## Work to complete
A. Quote the stretch of the article on Five Women Wearing the Same Dress below, from "Five Women Wearing the Same Dress is" through "to hide. Bridesmaid.".
B. Answer the following questions using the article on Five Women Wearing the Same Dress below.
(i) On what date did the play premiere?
(ii) In which city is the play set?
(iii) In whose room do the bridesmaids take refuge?

## Extract to read
[start]

- Written by: Alan Ball
- Characters: Meredith Georgeanne Trisha Frances Mindy Tripp

Premiere
- Date premiered: February 13, 1993
- Place premiered: Manhattan Class Company New York City

= Five Women Wearing the Same Dress =

Play written by Alan Ball

Five Women Wearing the Same Dress is a play written in 1993 by Alan Ball.

==Plot==
The play is a comedy set at the home of the bride in Knoxville, Tennessee during the newly married couple's ostentatious wedding reception. The five bridesmaids have found refuge in the room of Meredith, the sister of the bride. The women come to realize that despite their differences, they have more in common with each other than any of them do with the bride.

== Characters ==
- Meredith Marlowe: The bride's rebellious, pot-smoking younger sister who is very sarcastic and much annoyed with the whole fiasco downstairs. Sporting an outwardly tough attitude, she has a lot of insecurity to hide. Bridesmaid.

[end]

## Source data
[start]

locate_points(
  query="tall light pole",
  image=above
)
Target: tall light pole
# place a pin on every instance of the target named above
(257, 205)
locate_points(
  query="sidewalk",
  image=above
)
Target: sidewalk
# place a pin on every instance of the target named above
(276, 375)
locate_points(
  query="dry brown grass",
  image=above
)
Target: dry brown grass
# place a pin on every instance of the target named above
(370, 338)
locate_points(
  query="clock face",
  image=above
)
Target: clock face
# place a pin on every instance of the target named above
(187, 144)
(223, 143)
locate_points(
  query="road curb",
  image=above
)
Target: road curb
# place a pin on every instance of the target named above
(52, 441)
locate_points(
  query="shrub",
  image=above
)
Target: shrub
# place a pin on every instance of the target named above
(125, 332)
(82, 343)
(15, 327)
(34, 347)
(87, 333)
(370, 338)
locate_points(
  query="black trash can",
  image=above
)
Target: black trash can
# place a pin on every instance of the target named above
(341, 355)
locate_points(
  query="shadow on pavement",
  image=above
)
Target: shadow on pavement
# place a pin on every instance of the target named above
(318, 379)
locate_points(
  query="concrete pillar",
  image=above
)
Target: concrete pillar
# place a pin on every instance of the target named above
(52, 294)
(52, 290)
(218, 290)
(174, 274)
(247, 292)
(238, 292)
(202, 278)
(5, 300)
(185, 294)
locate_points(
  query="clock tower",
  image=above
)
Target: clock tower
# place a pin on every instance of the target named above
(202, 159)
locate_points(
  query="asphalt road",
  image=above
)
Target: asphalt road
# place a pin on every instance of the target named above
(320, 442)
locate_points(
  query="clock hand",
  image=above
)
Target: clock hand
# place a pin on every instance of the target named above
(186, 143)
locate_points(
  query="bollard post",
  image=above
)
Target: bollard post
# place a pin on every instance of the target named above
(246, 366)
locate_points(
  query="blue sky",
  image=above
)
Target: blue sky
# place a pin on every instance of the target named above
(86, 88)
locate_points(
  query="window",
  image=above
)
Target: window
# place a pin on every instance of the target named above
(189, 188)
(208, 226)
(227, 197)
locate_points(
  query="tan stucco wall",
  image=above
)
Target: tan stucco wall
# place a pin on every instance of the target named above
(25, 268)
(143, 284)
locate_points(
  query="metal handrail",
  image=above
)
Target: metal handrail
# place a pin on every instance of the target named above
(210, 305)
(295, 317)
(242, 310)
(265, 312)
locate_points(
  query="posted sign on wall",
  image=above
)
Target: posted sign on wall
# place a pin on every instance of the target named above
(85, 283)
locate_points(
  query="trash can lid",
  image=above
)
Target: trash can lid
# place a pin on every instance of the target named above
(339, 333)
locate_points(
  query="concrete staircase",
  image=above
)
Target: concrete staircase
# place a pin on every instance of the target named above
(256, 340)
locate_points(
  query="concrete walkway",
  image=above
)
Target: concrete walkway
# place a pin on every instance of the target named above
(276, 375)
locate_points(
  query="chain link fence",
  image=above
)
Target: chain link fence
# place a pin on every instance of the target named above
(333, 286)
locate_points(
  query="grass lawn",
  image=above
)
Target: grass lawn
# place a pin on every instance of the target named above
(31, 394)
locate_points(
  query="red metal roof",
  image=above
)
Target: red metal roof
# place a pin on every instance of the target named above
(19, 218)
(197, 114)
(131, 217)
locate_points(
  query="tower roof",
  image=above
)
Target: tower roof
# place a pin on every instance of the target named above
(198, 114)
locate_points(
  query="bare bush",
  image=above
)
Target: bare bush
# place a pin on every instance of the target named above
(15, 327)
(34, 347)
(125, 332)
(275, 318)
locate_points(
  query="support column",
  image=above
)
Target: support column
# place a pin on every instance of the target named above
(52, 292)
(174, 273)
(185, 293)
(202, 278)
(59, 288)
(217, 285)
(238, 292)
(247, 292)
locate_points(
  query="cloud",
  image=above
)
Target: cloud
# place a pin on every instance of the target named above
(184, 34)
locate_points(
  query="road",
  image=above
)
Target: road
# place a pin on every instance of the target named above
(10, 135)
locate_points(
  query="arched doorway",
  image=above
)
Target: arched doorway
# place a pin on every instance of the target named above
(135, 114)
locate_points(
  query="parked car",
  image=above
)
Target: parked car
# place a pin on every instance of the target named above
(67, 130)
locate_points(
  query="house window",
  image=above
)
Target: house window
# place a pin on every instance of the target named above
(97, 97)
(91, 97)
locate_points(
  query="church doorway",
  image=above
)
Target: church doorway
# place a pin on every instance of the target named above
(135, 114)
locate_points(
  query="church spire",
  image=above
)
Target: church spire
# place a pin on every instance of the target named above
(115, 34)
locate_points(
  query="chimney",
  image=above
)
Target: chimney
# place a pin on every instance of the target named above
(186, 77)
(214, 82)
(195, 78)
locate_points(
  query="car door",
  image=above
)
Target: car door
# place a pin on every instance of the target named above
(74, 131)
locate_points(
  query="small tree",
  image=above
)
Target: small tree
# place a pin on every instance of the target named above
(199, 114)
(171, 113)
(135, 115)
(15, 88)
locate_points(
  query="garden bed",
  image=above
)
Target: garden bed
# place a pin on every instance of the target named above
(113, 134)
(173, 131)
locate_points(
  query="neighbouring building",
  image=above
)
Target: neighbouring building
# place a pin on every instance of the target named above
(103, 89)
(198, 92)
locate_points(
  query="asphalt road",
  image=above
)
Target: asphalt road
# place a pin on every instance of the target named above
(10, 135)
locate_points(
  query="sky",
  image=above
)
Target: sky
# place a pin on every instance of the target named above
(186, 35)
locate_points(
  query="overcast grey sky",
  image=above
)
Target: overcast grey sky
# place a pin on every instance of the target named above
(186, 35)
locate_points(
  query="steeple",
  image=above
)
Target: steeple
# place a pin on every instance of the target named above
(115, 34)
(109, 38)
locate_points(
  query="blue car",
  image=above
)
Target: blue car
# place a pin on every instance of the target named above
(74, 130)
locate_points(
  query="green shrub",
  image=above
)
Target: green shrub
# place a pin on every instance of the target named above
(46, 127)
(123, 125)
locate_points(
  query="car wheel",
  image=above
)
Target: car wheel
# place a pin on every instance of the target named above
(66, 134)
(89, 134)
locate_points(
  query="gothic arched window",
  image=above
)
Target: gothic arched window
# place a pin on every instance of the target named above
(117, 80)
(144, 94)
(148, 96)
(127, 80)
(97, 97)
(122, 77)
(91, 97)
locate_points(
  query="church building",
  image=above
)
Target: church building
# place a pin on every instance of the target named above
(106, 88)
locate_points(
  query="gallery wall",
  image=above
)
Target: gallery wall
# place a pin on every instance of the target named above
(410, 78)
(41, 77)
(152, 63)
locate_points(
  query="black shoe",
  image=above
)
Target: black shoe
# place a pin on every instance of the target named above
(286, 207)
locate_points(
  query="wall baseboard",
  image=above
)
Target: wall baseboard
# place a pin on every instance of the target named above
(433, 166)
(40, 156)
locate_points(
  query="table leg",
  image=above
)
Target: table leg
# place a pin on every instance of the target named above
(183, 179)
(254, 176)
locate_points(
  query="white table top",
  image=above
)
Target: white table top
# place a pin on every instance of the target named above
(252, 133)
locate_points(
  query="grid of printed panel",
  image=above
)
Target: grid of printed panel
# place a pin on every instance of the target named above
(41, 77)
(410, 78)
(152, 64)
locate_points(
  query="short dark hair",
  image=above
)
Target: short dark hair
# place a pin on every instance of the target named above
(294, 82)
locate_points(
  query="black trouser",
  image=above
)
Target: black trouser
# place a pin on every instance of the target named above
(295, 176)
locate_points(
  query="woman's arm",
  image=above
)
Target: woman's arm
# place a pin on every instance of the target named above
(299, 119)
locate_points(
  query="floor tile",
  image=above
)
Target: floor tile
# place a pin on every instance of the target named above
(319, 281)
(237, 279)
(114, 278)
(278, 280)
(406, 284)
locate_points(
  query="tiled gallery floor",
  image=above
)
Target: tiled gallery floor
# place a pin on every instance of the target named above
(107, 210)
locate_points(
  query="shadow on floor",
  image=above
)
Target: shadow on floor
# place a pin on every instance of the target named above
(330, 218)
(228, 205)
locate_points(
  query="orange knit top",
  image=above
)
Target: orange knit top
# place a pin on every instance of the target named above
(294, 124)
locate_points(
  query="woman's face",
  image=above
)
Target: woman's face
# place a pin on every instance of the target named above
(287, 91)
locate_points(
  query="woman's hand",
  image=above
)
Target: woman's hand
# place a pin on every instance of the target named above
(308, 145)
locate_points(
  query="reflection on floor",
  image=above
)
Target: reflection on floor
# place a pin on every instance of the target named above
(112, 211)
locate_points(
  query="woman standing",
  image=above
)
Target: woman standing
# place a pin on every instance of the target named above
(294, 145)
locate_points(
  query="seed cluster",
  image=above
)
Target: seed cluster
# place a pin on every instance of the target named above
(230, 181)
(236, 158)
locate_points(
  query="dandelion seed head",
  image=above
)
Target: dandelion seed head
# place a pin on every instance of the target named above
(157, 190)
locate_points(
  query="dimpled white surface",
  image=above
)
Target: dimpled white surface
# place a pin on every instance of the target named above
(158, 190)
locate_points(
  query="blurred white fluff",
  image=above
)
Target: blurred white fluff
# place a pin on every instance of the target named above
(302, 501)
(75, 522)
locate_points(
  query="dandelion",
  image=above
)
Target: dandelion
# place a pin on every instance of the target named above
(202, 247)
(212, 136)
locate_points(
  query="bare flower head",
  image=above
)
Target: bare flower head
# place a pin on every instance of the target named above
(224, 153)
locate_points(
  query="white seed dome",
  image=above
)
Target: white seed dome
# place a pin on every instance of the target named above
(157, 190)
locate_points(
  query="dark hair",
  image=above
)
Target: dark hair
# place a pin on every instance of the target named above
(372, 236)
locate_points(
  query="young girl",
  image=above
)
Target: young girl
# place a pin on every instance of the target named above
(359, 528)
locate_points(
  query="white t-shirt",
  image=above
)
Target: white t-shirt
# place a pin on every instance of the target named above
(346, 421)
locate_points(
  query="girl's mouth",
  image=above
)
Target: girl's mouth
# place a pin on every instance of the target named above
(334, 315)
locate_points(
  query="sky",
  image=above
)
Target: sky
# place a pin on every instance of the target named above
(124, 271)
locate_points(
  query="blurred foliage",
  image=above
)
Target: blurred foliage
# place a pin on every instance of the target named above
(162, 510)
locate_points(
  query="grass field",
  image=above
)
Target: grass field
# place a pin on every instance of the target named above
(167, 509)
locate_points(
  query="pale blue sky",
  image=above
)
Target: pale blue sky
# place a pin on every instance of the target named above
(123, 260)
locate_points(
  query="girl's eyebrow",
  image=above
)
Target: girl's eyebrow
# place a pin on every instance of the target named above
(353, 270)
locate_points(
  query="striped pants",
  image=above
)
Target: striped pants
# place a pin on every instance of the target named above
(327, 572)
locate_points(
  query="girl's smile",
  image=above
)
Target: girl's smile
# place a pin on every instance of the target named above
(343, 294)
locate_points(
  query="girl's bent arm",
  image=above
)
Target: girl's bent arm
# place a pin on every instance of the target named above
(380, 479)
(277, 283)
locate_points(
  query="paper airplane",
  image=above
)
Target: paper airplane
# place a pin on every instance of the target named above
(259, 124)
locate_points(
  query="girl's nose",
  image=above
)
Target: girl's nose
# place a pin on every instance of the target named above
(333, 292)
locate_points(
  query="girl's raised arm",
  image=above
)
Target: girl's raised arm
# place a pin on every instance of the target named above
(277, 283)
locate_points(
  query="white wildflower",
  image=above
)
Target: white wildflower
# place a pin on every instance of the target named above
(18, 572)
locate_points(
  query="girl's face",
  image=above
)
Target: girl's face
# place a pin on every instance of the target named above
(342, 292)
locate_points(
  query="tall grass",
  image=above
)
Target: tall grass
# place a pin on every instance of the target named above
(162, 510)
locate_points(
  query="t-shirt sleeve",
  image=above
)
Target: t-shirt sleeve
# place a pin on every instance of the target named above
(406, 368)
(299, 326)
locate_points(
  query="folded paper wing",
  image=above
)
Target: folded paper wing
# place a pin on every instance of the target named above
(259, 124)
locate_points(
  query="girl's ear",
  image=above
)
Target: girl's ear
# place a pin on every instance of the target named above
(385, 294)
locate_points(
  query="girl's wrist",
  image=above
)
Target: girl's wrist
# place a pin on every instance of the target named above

[end]

## Responses for each task
A.
Five Women Wearing the Same Dress is a play written in 1993 by Alan Ball.

==Plot==
The play is a comedy set at the home of the bride in Knoxville, Tennessee during the newly married couple's ostentatious wedding reception. The five bridesmaids have found refuge in the room of Meredith, the sister of the bride. The women come to realize that despite their differences, they have more in common with each other than any of them do with the bride.

== Characters ==
- Meredith Marlowe: The bride's rebellious, pot-smoking younger sister who is very sarcastic and much annoyed with the whole fiasco downstairs. Sporting an outwardly tough attitude, she has a lot of insecurity to hide. Bridesmaid.

B.
(i) February 13, 1993
(ii) Knoxville, Tennessee
(iii) Meredith's room; she is the sister of the bride.